**Goal**
Put the lines below into a Markdown table with two columns, Row and Line. Number each line in the Row column, and leave out any blank lines.

**Provided entries**
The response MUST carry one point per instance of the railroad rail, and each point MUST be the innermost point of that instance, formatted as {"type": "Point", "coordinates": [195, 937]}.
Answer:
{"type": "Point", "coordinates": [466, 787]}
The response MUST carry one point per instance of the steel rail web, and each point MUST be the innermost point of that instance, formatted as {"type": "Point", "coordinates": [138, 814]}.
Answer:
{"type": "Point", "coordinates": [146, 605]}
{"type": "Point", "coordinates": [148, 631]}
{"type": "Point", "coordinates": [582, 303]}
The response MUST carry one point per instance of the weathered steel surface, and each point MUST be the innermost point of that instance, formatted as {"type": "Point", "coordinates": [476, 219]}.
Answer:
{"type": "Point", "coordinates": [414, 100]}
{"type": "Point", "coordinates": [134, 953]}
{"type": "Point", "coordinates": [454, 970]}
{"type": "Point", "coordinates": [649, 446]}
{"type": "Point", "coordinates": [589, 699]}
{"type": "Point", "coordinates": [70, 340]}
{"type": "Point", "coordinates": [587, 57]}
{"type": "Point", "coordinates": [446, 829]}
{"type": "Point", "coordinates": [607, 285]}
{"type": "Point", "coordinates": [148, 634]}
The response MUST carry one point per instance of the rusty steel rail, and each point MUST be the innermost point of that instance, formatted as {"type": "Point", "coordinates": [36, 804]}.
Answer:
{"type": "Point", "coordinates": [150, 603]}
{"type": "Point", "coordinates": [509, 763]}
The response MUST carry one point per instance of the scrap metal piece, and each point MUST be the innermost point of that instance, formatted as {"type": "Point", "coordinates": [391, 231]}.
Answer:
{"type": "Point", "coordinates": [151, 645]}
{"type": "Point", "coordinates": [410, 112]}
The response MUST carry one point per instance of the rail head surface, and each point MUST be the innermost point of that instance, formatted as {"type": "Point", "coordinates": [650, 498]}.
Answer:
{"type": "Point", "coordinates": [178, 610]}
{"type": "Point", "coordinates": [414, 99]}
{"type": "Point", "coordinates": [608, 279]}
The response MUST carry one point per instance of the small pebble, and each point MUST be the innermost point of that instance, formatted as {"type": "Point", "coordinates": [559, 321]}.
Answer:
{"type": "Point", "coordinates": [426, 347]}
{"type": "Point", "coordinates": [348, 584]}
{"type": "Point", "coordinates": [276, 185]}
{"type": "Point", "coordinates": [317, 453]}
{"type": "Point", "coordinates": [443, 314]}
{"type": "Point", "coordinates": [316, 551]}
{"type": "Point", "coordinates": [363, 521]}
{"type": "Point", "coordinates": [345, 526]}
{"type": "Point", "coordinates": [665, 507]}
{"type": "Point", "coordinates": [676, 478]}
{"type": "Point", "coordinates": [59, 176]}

**Response below**
| Row | Line |
|---|---|
| 1 | The response MUST carry one point per instance of the railroad rail, and each point MUST be the innermost point of that instance, formatted as {"type": "Point", "coordinates": [195, 937]}. |
| 2 | Answer: |
| 3 | {"type": "Point", "coordinates": [466, 787]} |
| 4 | The response MUST carry one point per instance of the steel rail web, and each point MUST be the innermost point of that instance, formatted as {"type": "Point", "coordinates": [138, 814]}. |
| 5 | Answer: |
| 6 | {"type": "Point", "coordinates": [146, 605]} |
| 7 | {"type": "Point", "coordinates": [148, 631]} |
| 8 | {"type": "Point", "coordinates": [582, 303]} |
| 9 | The response MUST carry one point per instance of the weathered steel surface, and each point MUST be the innermost point of that instance, formatted as {"type": "Point", "coordinates": [476, 219]}. |
| 10 | Answer: |
| 11 | {"type": "Point", "coordinates": [414, 100]} |
| 12 | {"type": "Point", "coordinates": [134, 953]} |
| 13 | {"type": "Point", "coordinates": [454, 970]} |
| 14 | {"type": "Point", "coordinates": [649, 446]} |
| 15 | {"type": "Point", "coordinates": [589, 699]} |
| 16 | {"type": "Point", "coordinates": [70, 340]} |
| 17 | {"type": "Point", "coordinates": [587, 57]} |
| 18 | {"type": "Point", "coordinates": [446, 829]} |
| 19 | {"type": "Point", "coordinates": [607, 285]} |
| 20 | {"type": "Point", "coordinates": [148, 634]} |
| 21 | The response MUST carry one point per instance of the rusty steel rail, and each point MUST be the innermost point of that instance, formatted as {"type": "Point", "coordinates": [36, 804]}. |
| 22 | Answer: |
| 23 | {"type": "Point", "coordinates": [150, 603]} |
| 24 | {"type": "Point", "coordinates": [509, 763]} |
| 25 | The response MUST carry one point per instance of the scrap metal piece, and each point MUST be the innermost point of that instance, formatted as {"type": "Point", "coordinates": [391, 231]}. |
| 26 | Answer: |
| 27 | {"type": "Point", "coordinates": [151, 645]} |
| 28 | {"type": "Point", "coordinates": [410, 112]} |
| 29 | The response MUST carry one point per instance of the rail head surface, and each point MUST be the innermost point of that instance, formatted as {"type": "Point", "coordinates": [650, 498]}. |
| 30 | Answer: |
| 31 | {"type": "Point", "coordinates": [178, 610]} |
| 32 | {"type": "Point", "coordinates": [414, 99]} |
| 33 | {"type": "Point", "coordinates": [608, 279]} |
| 34 | The response MUST carry one point per instance of the small pebble, and each point MUST be the innermost point of that instance, formatted as {"type": "Point", "coordinates": [559, 321]}. |
| 35 | Answer: |
| 36 | {"type": "Point", "coordinates": [426, 347]} |
| 37 | {"type": "Point", "coordinates": [348, 584]} |
| 38 | {"type": "Point", "coordinates": [276, 185]} |
| 39 | {"type": "Point", "coordinates": [317, 453]} |
| 40 | {"type": "Point", "coordinates": [443, 314]} |
| 41 | {"type": "Point", "coordinates": [316, 551]} |
| 42 | {"type": "Point", "coordinates": [363, 521]} |
| 43 | {"type": "Point", "coordinates": [345, 526]} |
| 44 | {"type": "Point", "coordinates": [665, 507]} |
| 45 | {"type": "Point", "coordinates": [676, 478]} |
| 46 | {"type": "Point", "coordinates": [59, 176]} |